* _Exercise brief_
Everything in the listing should be restated word for word.

--- Exercise materials ---

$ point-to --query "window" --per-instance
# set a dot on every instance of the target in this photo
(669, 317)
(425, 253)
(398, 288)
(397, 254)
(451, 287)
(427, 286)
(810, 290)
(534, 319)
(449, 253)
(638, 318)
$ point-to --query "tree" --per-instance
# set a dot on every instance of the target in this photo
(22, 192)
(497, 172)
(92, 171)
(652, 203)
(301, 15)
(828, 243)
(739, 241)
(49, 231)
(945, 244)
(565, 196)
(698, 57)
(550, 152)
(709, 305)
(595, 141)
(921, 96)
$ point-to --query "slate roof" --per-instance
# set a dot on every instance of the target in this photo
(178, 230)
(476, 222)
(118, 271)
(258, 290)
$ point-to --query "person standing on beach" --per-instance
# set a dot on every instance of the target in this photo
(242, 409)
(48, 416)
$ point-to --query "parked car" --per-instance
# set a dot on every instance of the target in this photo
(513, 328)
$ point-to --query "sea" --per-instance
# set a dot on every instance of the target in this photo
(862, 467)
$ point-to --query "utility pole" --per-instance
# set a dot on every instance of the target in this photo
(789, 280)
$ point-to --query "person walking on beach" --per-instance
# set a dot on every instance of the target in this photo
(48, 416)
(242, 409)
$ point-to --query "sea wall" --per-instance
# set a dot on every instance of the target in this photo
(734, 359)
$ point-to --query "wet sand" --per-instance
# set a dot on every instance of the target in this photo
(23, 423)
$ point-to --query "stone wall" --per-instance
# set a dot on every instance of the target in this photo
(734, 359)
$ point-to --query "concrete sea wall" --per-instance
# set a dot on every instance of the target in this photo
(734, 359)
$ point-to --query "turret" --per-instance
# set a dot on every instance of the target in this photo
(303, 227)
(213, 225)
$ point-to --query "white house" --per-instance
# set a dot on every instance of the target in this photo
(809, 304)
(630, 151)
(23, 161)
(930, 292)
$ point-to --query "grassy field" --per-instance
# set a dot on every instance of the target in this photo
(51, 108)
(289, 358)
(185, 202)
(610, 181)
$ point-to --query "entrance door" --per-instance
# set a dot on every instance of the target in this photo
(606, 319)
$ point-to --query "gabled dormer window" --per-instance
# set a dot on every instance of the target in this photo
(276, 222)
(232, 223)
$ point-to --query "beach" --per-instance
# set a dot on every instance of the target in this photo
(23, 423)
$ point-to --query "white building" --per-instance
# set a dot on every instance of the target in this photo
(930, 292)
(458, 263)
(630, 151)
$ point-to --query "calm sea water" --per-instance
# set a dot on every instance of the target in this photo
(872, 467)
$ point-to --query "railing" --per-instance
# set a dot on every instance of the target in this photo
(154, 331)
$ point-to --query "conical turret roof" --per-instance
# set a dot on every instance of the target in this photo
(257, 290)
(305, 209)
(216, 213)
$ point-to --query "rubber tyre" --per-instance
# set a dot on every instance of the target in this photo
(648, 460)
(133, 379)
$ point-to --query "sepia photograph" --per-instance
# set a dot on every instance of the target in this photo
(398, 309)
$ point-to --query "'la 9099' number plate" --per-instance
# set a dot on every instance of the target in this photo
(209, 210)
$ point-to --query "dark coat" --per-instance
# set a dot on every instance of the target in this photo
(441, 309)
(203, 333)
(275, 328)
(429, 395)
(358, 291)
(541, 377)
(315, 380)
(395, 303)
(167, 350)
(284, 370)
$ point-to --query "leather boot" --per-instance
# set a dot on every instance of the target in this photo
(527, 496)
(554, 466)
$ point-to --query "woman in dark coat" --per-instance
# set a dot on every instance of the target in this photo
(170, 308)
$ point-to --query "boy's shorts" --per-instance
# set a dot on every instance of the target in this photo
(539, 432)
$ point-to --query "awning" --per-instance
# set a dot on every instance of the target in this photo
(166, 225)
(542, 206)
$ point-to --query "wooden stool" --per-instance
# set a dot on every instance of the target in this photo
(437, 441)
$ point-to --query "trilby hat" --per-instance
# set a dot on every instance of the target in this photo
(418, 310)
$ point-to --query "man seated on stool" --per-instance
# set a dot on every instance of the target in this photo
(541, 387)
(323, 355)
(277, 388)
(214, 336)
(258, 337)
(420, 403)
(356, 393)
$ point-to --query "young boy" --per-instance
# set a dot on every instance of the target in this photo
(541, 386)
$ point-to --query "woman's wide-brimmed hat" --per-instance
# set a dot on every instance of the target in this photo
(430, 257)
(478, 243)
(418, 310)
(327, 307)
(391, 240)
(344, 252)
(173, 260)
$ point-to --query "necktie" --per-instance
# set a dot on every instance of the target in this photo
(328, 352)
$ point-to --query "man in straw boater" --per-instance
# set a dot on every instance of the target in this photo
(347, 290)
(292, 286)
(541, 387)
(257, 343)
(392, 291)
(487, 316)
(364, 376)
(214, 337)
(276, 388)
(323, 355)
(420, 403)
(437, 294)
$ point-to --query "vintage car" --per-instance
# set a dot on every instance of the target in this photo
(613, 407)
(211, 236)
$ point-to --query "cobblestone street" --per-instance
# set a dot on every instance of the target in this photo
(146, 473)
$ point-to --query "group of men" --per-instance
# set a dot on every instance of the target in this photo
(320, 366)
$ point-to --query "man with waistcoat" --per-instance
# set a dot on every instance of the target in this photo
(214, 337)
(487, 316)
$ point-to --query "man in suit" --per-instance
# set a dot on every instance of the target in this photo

---

* _Complete output_
$ point-to --query "window" --per-instance
# set a dot on every instance of the target in this photo
(669, 317)
(425, 253)
(398, 288)
(397, 254)
(451, 287)
(427, 286)
(810, 290)
(534, 319)
(449, 253)
(638, 318)
$ point-to --query "tree" --per-instance
# set a dot on every instance of the target in this photo
(22, 192)
(497, 172)
(92, 171)
(652, 203)
(301, 15)
(828, 243)
(739, 241)
(49, 231)
(945, 244)
(565, 196)
(698, 57)
(550, 152)
(709, 305)
(595, 141)
(921, 96)
$ point-to --query "slate roof" --per-instance
# set a dot on every instance of the target in this photo
(178, 230)
(476, 222)
(118, 271)
(258, 290)
$ point-to --query "person standing on beach" --per-instance
# set a dot on every instance of the target in this photo
(242, 409)
(48, 416)
$ point-to --query "parked car" --per-instance
# set a dot on every instance of the target in this photo
(513, 328)
$ point-to --query "sea" --per-instance
# set a dot on every instance of the target in this photo
(862, 467)
$ point-to --query "utility pole" --per-instance
# set a dot on every instance of the target in this photo
(789, 280)
$ point-to --query "person walking on beach" --per-instance
# set a dot on every instance of the target in this photo
(48, 416)
(242, 409)
$ point-to --query "sea wall" --per-instance
# set a dot on every instance of the target in this photo
(734, 359)
$ point-to --query "wet sand" --per-instance
# set a dot on every instance of the target in this photo
(23, 423)
$ point-to --query "stone wall" --per-instance
# set a dot on every instance of the target in this photo
(734, 359)
$ point-to --query "concrete sea wall" --per-instance
# set a dot on every instance of the target in this photo
(734, 359)
$ point-to --query "turret" --per-instance
# set a dot on every instance of the target in this photo
(303, 227)
(213, 225)
$ point-to --query "white house" --per-instance
# set a dot on every instance of the target in this photo
(809, 304)
(630, 151)
(23, 161)
(930, 292)
$ point-to --query "grassy field" --per-instance
# set a dot on every instance of the target in this photo
(51, 108)
(289, 358)
(185, 202)
(610, 181)
$ point-to --query "entrance door" --per-instance
# set a dot on every instance of the target in this photo
(606, 319)
$ point-to --query "gabled dormer window" --per-instance
# set a dot on every instance of the target in this photo
(276, 222)
(232, 223)
$ point-to --query "beach" --per-instance
# set a dot on every instance of the target in this photo
(23, 423)
$ point-to --query "white building" --per-instance
# set a dot on every instance of the target in this photo
(930, 292)
(458, 263)
(630, 151)
$ point-to --query "calm sea water" --per-instance
# set a dot on every instance of the target in this photo
(872, 467)
$ point-to --query "railing" --per-instance
# set a dot on every instance of the target in this photo
(154, 331)
$ point-to --query "conical turret roof" --per-instance
# set a dot on every instance of the target in this photo
(257, 290)
(305, 209)
(216, 213)
$ point-to --query "rubber tyre" --per-instance
# set a dot on every instance of the target in this photo
(648, 460)
(133, 379)
$ point-to --query "sepia photograph" --per-instance
# set a dot on every instance of the target in this photo
(398, 309)
$ point-to --query "'la 9099' number plate" --per-instance
# set a dot on every instance of the target in this photo
(209, 210)
$ point-to --query "dark coat" --per-instance
# set a dot on every instance of the target in this photo
(441, 309)
(203, 333)
(275, 328)
(429, 395)
(358, 291)
(541, 377)
(315, 380)
(395, 303)
(167, 350)
(284, 370)
$ point-to --query "leather boot" --per-instance
# set a dot on every instance of the target in this photo
(527, 496)
(554, 466)
$ point-to --query "woman in dark coat" --per-instance
# set a dot on every instance of the target in this photo
(170, 308)
$ point-to --query "boy's shorts" --per-instance
# set a dot on every instance of the target in this photo
(539, 432)
$ point-to --query "awning" --per-instance
# set a dot on every instance of the target in this photo
(166, 225)
(542, 206)
$ point-to --query "wooden stool" --per-instance
# set a dot on every instance of the target in this photo
(437, 441)
$ point-to --query "trilby hat" --per-instance
# set a dot on every instance of the target in this photo
(418, 310)
$ point-to --query "man seated on stool" --per-instance
# set a dot on every instance of the target in this photo
(541, 387)
(323, 355)
(277, 388)
(214, 336)
(258, 337)
(420, 403)
(356, 393)
$ point-to --query "young boy" --per-instance
# set a dot on every instance of the target in this photo
(541, 386)
$ point-to --query "woman's wide-brimmed hat" --per-instance
# set a dot on every instance of the target in this photo
(430, 257)
(478, 243)
(418, 310)
(327, 307)
(391, 240)
(344, 252)
(173, 260)
$ point-to --query "necktie" --per-instance
# set a dot on every instance of the target in this photo
(328, 352)
$ point-to --query "man in straw boater" --per-instance
# set a dot on every instance of the target in this photo
(347, 290)
(292, 286)
(541, 387)
(257, 343)
(392, 291)
(487, 316)
(364, 376)
(214, 337)
(276, 388)
(323, 355)
(420, 403)
(437, 294)
$ point-to --query "vintage car" --per-instance
# set a dot on every instance of the target in this photo
(613, 407)
(211, 236)
$ point-to --query "cobblestone street" --per-instance
# set a dot on every instance of the target in this photo
(146, 473)
$ point-to --query "group of men" --per-instance
# set a dot on every instance of the target in this photo
(320, 366)
$ point-to --query "man with waistcoat" --per-instance
# set a dot on every instance of the target in this photo
(214, 337)
(487, 316)
$ point-to --query "man in suit" --per-instance
# set a dot on every instance of the target in this photo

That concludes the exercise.